課題の指示: 下の記録のうち、「outline patio umbrella, every instance」を含む行から「[[[446,156],[445,157],[445,176],[464,175],[464,156]]]」を含む行までを両端も含めて取り出し、空行を除いて1行を1つの文字列とするJSONリストとして書き出してください。この範囲以外の行は含めないでください。

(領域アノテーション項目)
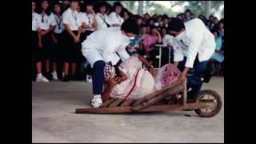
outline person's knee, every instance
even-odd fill
[[[94,70],[102,70],[105,66],[105,62],[102,60],[97,61],[94,64]]]

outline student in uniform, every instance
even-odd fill
[[[58,2],[54,4],[54,21],[57,24],[52,33],[53,45],[53,79],[58,80],[57,63],[61,64],[62,41],[63,38],[64,26],[62,22],[62,10]]]
[[[123,22],[123,18],[120,16],[122,10],[122,5],[120,2],[116,2],[113,6],[114,11],[109,14],[109,20],[111,22],[112,26],[120,27]]]
[[[80,39],[81,42],[83,42],[88,35],[97,30],[98,23],[92,2],[84,2],[81,11],[83,12],[81,15],[82,17],[82,28],[85,30],[82,31]]]
[[[77,62],[79,61],[80,34],[81,34],[81,18],[78,16],[77,11],[78,1],[70,1],[70,7],[62,14],[64,24],[64,77],[63,81],[67,82],[72,79],[76,73]],[[72,75],[69,75],[70,63],[71,63]]]
[[[51,33],[55,28],[56,23],[54,16],[50,10],[48,1],[42,0],[40,2],[41,6],[38,14],[41,16],[39,36],[39,47],[43,52],[45,60],[46,76],[49,80],[52,79],[52,74],[50,72],[50,59],[52,59],[52,39]]]
[[[173,35],[174,64],[182,71],[179,80],[187,78],[188,97],[194,98],[201,90],[201,75],[215,50],[214,36],[199,18],[193,18],[184,23],[178,18],[172,18],[168,24],[168,32]],[[186,74],[193,69],[192,75]]]
[[[49,82],[42,74],[42,48],[38,46],[38,34],[41,16],[34,12],[36,9],[36,2],[32,1],[32,65],[35,64],[37,70],[36,82]]]
[[[130,38],[138,34],[139,27],[136,21],[128,19],[122,23],[121,29],[110,27],[97,30],[82,43],[82,54],[93,68],[94,98],[91,105],[94,107],[98,107],[102,103],[101,94],[106,63],[111,63],[117,67],[122,61],[129,58],[126,46],[130,43]]]
[[[96,10],[96,20],[98,24],[98,30],[110,27],[110,22],[106,14],[108,10],[107,3],[106,2],[98,4],[98,10]]]

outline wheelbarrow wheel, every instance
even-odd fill
[[[222,106],[222,101],[220,95],[214,90],[204,90],[199,92],[198,94],[196,102],[214,102],[214,106],[211,108],[196,109],[194,110],[199,117],[202,118],[211,118],[219,113]]]

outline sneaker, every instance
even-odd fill
[[[63,82],[68,82],[70,79],[69,79],[69,78],[68,78],[68,76],[67,75],[64,75],[63,76],[63,78],[62,78],[62,81]]]
[[[53,80],[53,75],[50,72],[46,74],[46,78],[50,81]]]
[[[42,76],[42,74],[38,75],[37,78],[36,78],[36,82],[48,82],[49,80],[47,78],[46,78],[44,76]]]
[[[102,100],[101,95],[95,95],[94,98],[90,101],[90,104],[94,108],[98,108],[102,104]]]
[[[56,71],[54,71],[54,72],[53,72],[52,73],[52,75],[53,75],[53,78],[54,78],[54,80],[58,80],[58,75],[57,75],[57,72]]]

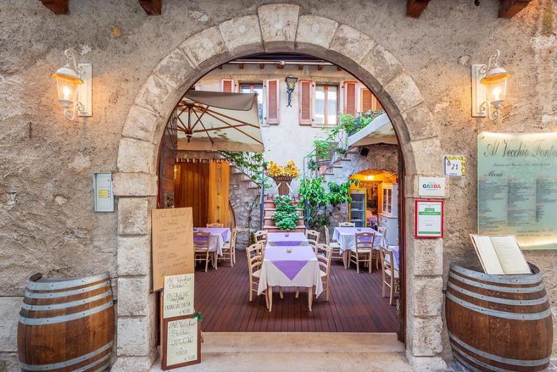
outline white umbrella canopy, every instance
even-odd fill
[[[263,152],[256,93],[189,91],[178,118],[178,150]]]

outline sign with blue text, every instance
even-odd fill
[[[557,249],[557,132],[480,133],[478,231]]]

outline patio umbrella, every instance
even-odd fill
[[[256,93],[189,91],[178,105],[178,150],[262,153]]]

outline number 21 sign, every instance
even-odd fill
[[[446,156],[445,157],[445,176],[464,175],[464,156]]]

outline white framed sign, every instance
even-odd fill
[[[445,176],[464,176],[465,160],[464,156],[445,156]]]
[[[420,177],[418,194],[420,196],[444,196],[444,177]]]
[[[443,238],[443,201],[416,200],[416,238]]]

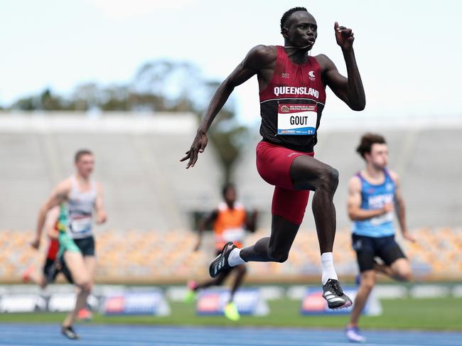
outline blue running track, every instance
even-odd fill
[[[77,325],[80,340],[68,340],[56,325],[0,324],[8,346],[333,346],[352,345],[340,330]],[[462,345],[462,333],[365,330],[368,345]]]

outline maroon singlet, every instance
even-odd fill
[[[316,58],[308,56],[304,64],[295,64],[278,45],[273,77],[259,95],[263,140],[298,151],[313,151],[326,102],[321,68]]]

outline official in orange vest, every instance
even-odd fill
[[[207,225],[213,222],[213,235],[215,253],[220,254],[225,244],[232,242],[238,247],[242,247],[242,242],[245,236],[245,229],[254,232],[257,211],[247,213],[244,206],[236,202],[236,188],[231,183],[227,183],[223,187],[222,196],[224,201],[220,203],[218,207],[205,219],[203,220],[199,225],[199,238],[194,250],[200,249],[202,244],[202,236]],[[188,283],[189,291],[186,296],[186,302],[191,302],[195,299],[195,293],[200,288],[211,286],[221,285],[230,273],[235,271],[236,276],[231,288],[230,301],[225,307],[225,315],[231,320],[237,320],[240,318],[239,311],[234,303],[234,296],[237,288],[242,283],[247,271],[245,264],[233,266],[229,270],[218,274],[215,278],[198,283],[190,281]]]

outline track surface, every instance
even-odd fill
[[[79,341],[56,325],[0,324],[0,345],[321,346],[352,345],[340,330],[77,325]],[[366,330],[369,345],[462,345],[461,332]]]

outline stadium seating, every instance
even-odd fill
[[[420,228],[412,230],[416,243],[397,237],[409,256],[418,279],[460,279],[462,271],[462,229]],[[267,235],[267,229],[249,234],[246,244]],[[0,231],[0,281],[18,281],[31,263],[43,261],[46,242],[39,254],[28,242],[31,231]],[[97,237],[100,282],[163,283],[183,282],[190,278],[206,278],[213,257],[210,234],[203,248],[193,251],[196,235],[181,229],[159,232],[156,229],[106,229]],[[358,273],[355,255],[351,248],[350,233],[339,229],[334,249],[335,269],[340,275],[352,277]],[[289,260],[284,264],[250,263],[254,281],[275,279],[303,281],[318,276],[319,252],[316,231],[301,229],[297,235]]]

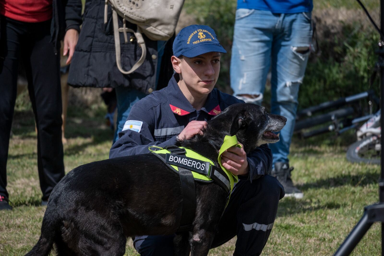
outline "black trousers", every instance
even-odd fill
[[[0,195],[6,198],[7,162],[20,62],[25,67],[37,128],[43,200],[48,199],[64,176],[60,56],[50,42],[50,20],[29,23],[0,16]]]
[[[283,186],[270,175],[252,183],[239,181],[220,219],[211,248],[237,236],[234,256],[260,255],[271,233],[279,200],[284,196]],[[172,256],[174,237],[137,236],[134,246],[141,256]]]

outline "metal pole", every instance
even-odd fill
[[[380,30],[381,31],[380,43],[379,45],[379,65],[380,68],[380,91],[381,96],[380,99],[381,108],[384,106],[384,56],[383,50],[384,50],[384,38],[382,35],[384,33],[384,0],[380,0]],[[380,120],[380,126],[384,127],[384,118],[382,116]],[[384,136],[381,136],[380,141],[382,147],[384,145]],[[380,179],[379,182],[379,199],[380,203],[384,203],[384,154],[382,150],[381,150],[381,172],[380,175]],[[384,256],[384,223],[381,223],[381,255]]]
[[[364,211],[364,215],[349,233],[349,234],[339,248],[337,251],[333,254],[333,256],[346,256],[351,254],[372,225],[372,223],[368,222],[368,214]]]

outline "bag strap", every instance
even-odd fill
[[[127,75],[133,73],[135,70],[137,69],[139,67],[144,63],[145,60],[146,56],[147,55],[147,48],[146,47],[145,42],[144,42],[144,39],[143,38],[141,33],[139,32],[138,27],[137,31],[135,32],[134,30],[126,27],[123,28],[123,33],[124,33],[128,31],[133,33],[136,37],[137,43],[141,48],[142,53],[141,57],[139,60],[139,61],[135,63],[132,66],[132,68],[128,71],[126,71],[121,67],[121,54],[120,52],[120,35],[119,32],[120,32],[120,29],[119,28],[119,22],[118,20],[118,13],[116,10],[115,10],[113,7],[112,7],[112,18],[113,21],[113,35],[115,38],[115,48],[116,52],[116,63],[117,64],[118,68],[123,74]],[[125,23],[125,19],[123,20]],[[125,27],[125,26],[124,26]]]

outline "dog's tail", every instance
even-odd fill
[[[53,207],[49,206],[47,208],[43,219],[41,234],[39,241],[25,256],[48,256],[51,252],[57,231],[60,230],[60,227],[58,216],[53,211]]]

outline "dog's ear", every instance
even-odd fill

課題の解答:
[
  "outline patio umbrella, every instance",
  "even-odd fill",
  "[[[256,93],[189,91],[178,105],[178,150],[262,153]]]",
  "outline number 21 sign, every instance",
  "even-odd fill",
  "[[[446,156],[445,157],[445,176],[464,175],[464,156]]]"
]